How to complete this task: Find the line that contains "child's left hand." in the entries below. Output it and each later line exactly, and nothing else.
[The data — start]
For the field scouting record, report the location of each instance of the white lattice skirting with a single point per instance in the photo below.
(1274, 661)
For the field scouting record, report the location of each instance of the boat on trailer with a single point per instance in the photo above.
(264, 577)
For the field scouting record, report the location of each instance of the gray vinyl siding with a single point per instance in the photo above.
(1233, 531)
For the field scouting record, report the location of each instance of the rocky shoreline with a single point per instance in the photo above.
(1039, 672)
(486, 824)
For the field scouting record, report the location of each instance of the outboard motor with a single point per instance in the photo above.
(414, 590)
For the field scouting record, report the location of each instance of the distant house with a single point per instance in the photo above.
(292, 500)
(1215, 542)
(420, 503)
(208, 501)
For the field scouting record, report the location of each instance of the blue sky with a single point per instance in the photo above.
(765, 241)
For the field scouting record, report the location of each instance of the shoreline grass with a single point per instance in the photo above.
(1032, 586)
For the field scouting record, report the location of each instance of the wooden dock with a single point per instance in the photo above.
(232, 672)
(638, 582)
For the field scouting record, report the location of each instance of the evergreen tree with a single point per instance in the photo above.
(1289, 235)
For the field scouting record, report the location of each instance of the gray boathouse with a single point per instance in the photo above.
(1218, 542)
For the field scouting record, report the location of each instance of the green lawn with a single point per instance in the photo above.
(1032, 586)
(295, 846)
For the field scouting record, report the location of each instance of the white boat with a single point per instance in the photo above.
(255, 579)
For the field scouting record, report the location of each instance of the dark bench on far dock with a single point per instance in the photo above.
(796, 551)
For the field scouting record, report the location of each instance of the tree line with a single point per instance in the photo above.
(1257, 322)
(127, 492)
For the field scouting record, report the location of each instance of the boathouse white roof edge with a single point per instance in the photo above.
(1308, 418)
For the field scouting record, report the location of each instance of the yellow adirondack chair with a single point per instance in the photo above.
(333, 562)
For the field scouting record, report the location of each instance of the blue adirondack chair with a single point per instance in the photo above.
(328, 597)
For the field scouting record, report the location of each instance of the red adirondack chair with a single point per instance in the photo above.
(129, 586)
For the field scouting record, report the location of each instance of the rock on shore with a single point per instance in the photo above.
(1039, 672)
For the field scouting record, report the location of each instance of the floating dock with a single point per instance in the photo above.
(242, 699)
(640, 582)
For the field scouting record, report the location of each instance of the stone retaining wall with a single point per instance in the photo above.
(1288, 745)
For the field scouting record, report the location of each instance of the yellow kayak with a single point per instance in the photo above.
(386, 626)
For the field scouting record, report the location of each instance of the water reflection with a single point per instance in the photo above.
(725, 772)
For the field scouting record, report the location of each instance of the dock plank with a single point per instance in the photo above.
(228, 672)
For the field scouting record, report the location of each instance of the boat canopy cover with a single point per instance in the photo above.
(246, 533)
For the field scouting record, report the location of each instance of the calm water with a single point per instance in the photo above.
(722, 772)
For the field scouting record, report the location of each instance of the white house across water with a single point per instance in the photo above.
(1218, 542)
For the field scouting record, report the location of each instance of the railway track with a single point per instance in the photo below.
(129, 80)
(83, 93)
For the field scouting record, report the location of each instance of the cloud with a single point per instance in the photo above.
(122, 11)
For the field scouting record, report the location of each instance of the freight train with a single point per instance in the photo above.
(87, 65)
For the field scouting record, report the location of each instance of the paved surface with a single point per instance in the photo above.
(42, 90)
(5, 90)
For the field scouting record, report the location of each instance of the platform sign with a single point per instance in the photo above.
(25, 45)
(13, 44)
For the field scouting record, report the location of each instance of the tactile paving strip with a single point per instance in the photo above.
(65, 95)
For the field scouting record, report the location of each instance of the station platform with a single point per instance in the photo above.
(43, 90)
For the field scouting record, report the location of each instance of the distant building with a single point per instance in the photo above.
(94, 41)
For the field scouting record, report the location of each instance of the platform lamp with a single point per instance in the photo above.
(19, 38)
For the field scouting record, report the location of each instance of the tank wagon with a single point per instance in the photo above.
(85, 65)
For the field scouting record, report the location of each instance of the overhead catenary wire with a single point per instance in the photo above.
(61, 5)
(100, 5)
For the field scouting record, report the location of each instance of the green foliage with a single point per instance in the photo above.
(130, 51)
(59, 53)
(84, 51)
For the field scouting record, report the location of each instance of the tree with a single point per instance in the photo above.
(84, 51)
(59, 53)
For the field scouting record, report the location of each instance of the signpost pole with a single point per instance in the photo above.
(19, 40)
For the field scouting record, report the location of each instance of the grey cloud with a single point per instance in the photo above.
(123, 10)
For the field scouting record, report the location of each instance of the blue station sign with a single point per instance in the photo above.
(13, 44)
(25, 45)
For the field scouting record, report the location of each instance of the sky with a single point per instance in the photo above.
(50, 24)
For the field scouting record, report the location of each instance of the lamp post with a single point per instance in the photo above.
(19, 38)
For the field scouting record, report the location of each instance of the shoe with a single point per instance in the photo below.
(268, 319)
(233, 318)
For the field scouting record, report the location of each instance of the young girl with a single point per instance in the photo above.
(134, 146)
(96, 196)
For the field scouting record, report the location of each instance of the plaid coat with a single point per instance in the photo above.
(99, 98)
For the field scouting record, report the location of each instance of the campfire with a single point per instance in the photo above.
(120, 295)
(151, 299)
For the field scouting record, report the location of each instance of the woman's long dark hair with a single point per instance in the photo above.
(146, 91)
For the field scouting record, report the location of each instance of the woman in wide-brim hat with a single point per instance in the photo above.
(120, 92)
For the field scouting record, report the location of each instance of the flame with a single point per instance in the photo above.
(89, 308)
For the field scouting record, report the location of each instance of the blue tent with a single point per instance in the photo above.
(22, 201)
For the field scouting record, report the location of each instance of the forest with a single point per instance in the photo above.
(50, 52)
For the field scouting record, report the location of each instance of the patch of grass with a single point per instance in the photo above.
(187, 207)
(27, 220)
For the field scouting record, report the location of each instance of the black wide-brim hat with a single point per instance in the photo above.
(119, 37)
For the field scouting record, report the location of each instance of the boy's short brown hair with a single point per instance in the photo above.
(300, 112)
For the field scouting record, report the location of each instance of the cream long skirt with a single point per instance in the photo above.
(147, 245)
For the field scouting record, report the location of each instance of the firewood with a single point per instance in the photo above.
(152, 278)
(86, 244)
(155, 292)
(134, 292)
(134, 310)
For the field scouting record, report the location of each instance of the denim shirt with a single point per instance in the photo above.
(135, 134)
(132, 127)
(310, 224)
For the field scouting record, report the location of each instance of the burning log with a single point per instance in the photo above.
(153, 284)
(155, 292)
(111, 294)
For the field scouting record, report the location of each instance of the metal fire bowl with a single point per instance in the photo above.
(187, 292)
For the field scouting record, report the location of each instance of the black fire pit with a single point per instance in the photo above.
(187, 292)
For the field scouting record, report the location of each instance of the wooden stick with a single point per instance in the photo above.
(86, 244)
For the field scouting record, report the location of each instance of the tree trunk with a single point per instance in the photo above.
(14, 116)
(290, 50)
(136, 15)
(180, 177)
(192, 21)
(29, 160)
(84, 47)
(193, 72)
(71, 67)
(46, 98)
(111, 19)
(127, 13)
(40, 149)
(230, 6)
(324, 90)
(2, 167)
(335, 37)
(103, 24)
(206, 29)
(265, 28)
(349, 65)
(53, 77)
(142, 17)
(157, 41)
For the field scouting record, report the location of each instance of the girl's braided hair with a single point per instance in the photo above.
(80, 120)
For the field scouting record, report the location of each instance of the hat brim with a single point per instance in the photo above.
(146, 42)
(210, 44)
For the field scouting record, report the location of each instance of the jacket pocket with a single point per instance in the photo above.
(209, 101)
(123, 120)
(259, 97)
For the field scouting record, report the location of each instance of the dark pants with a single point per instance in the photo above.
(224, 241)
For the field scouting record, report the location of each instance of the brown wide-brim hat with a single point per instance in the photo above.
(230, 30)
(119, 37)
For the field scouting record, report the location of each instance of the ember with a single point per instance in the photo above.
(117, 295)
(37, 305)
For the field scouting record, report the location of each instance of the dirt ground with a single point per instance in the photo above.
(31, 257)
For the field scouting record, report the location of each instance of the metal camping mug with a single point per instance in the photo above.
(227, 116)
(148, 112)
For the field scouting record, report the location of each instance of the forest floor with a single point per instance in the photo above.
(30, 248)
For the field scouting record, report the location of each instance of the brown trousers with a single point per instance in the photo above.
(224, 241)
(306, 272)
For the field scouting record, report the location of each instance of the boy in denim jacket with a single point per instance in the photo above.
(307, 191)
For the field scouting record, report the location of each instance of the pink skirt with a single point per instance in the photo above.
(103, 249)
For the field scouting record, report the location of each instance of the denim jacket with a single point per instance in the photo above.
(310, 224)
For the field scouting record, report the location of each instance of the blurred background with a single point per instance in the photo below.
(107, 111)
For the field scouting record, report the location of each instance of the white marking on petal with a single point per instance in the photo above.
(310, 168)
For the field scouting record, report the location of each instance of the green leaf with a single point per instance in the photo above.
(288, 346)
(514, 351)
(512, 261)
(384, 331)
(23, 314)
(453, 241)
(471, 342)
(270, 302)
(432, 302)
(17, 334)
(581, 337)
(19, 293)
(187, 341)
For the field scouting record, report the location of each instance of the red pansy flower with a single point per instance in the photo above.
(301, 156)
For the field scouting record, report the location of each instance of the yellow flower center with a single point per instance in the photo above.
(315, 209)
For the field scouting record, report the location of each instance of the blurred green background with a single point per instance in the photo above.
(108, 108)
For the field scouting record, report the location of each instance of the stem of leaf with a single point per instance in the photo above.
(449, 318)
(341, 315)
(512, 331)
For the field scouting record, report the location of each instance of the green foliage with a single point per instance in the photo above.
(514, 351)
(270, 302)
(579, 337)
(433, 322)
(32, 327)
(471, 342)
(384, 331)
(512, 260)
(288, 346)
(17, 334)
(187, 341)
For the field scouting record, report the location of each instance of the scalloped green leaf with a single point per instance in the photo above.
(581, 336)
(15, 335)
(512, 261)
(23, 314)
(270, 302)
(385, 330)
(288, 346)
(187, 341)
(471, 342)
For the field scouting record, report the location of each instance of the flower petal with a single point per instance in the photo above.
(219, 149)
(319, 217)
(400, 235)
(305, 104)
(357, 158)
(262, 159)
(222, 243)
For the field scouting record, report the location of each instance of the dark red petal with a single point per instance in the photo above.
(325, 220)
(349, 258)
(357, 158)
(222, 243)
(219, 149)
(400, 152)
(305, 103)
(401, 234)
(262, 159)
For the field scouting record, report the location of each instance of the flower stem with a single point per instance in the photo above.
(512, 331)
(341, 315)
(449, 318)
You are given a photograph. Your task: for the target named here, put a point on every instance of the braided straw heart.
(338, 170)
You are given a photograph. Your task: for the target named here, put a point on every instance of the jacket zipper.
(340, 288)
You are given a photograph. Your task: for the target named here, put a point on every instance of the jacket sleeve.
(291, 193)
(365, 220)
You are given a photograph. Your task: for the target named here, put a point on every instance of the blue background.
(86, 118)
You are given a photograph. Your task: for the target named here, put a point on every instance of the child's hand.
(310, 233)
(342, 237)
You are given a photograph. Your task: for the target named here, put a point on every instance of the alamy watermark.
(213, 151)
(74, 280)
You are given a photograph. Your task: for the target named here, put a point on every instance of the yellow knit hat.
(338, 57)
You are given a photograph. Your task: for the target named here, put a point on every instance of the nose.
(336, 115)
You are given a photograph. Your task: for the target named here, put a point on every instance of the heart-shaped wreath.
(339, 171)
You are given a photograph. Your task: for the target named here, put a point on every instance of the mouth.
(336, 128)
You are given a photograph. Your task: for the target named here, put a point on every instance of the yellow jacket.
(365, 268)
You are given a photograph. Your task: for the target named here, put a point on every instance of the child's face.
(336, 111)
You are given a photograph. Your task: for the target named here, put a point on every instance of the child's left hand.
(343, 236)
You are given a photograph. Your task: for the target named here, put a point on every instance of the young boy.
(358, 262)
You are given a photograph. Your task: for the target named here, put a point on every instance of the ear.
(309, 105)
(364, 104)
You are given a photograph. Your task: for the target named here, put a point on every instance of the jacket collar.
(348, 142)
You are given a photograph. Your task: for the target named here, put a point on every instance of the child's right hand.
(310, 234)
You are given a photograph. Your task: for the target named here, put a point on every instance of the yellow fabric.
[The data — finish]
Written response:
You are given a photograph. Your task: for the target named here, put a point on every instance of the child's left hand.
(343, 236)
You are given a photograph. Your task: for the target named here, put a point on every instance of the young boy.
(358, 262)
You are given a photograph. Your task: for the target named here, put a point on every instance of the ear.
(309, 105)
(364, 104)
You are given a photograph. Your task: for the target named here, put a point on every instance of the jacket collar.
(348, 142)
You are given a photograph. Your task: for the target named here, put a point on every instance of the child's right hand.
(310, 234)
You are given a photograph. Your task: for the target named here, put a point on every instance of the yellow fabric.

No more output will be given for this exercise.